What is required
Return all lines from the listing below in which "instance" appears.

Stored data
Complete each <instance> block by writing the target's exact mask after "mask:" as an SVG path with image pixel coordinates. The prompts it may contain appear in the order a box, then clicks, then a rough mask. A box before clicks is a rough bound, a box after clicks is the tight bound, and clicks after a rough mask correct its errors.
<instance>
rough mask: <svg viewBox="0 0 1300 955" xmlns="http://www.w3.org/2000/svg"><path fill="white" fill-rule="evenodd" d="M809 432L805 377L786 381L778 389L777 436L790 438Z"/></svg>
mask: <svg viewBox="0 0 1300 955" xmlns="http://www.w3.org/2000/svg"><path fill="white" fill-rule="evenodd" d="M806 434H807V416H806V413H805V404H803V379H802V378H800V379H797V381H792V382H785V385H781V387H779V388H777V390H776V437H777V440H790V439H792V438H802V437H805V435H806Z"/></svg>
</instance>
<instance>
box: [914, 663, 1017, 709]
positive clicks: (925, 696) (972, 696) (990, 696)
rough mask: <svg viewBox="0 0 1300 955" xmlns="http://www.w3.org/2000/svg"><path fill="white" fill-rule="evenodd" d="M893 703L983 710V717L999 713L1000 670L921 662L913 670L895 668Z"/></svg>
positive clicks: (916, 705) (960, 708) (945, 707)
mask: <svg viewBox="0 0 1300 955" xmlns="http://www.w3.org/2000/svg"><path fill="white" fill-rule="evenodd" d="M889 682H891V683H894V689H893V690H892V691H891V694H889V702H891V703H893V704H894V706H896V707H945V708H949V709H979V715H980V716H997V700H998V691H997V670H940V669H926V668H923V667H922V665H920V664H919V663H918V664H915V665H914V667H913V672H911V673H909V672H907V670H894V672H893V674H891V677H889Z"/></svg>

Answer to this exercise
Complete each <instance> block by writing the target's exact mask after "mask:" as an SVG path with image pixel coordinates. The prompts it may contain appear in the order a box, then clicks, then a rough mask. A box before clicks is a rough bound, a box after clicks is the tight bound, and clicks after a rough mask correct its errors.
<instance>
</instance>
<instance>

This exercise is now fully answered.